• Exercise requirements
1: Return the part of the sickle cell passage starting at "September is Sickle" and ending at "can be hellish.", copied word for word.
2: Please rewrite the paragraph of the sickle cell passage that begins "Patients with SCD" as a short bulleted list that keeps its main facts.
3: For each statement that follows, say yes or no to whether it agrees with the sickle cell passage, and quote the deciding words. (a) Sickle Cell Disease Awareness Month takes place in October. (b) SCD affects 1 out of every 500 African-Americans born. (c) SCD occurs only among African-Americans.

• Extract
━━━━━━━━

September is Sickle Cell Disease Awareness Month, an annual event that should indeed be a time for African-Americans to acknowledge one of the most notorious illnesses in the community. According to the Centers for Disease Control, SCD affects 1 out of every 500 African-Americans born, and about 70,000 Americans are now living with the disease. It can also occur in Latinos, Middle Easterners and Asians, but it impacts the Black community far more than any of those other groups. And for the people it does afflict, sickle cell can be hellish.
Patients with SCD have red blood cells that deform into a sickle-like shape. Not only do these cells die earlier than a healthy person’s red blood cells, giving the patient anemia, their strange shape can cause them to get caught in blood vessels and block the blood flow, thus preventing the delivery of oxygen to the body’s tissue. If that happens, the result can be pain, organ failure or even stroke. The Sickle Cell Disease Association of America notes that people with SCD also tend to die earlier than others, generally in their mid-40s.

━━━━━━━━

• Dataset
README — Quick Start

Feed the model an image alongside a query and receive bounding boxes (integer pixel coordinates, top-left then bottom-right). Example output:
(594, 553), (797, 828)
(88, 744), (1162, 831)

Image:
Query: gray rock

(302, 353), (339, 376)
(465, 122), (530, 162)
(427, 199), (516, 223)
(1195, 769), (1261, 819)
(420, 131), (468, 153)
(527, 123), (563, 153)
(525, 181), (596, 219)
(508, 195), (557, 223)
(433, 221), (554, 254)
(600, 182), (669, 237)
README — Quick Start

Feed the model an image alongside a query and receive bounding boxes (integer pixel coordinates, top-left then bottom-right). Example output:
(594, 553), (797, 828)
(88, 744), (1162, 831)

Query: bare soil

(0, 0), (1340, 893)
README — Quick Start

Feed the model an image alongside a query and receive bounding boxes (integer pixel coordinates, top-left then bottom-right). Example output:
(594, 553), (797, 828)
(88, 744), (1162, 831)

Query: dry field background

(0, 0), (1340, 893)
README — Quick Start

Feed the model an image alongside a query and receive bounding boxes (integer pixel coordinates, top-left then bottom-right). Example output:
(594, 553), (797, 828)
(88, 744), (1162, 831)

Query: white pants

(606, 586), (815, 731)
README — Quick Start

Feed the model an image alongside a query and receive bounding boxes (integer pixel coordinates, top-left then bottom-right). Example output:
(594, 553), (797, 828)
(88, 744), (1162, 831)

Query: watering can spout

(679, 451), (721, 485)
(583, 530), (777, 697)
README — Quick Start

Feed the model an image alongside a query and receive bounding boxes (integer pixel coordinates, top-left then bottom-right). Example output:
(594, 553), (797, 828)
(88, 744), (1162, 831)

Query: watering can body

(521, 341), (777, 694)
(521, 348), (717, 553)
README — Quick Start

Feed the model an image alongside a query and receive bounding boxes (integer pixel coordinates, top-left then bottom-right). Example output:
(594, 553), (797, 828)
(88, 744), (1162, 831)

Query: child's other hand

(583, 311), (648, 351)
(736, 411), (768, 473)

━━━━━━━━

• Answers for the exercise
1:
September is Sickle Cell Disease Awareness Month, an annual event that should indeed be a time for African-Americans to acknowledge one of the most notorious illnesses in the community. According to the Centers for Disease Control, SCD affects 1 out of every 500 African-Americans born, and about 70,000 Americans are now living with the disease. It can also occur in Latinos, Middle Easterners and Asians, but it impacts the Black community far more than any of those other groups. And for the people it does afflict, sickle cell can be hellish.

2:
- In SCD, red blood cells deform into a sickle-like shape.
- These cells die earlier than healthy red blood cells, which gives the patient anemia.
- Their shape can make them get caught in blood vessels and block blood flow, so oxygen does not reach the body's tissue.
- This can result in pain, organ failure or even stroke.
- The Sickle Cell Disease Association of America notes that people with SCD tend to die earlier, generally in their mid-40s.

3:
(a) No: "September is Sickle Cell Disease Awareness Month"
(b) Yes: "SCD affects 1 out of every 500 African-Americans born"
(c) No: "It can also occur in Latinos, Middle Easterners and Asians"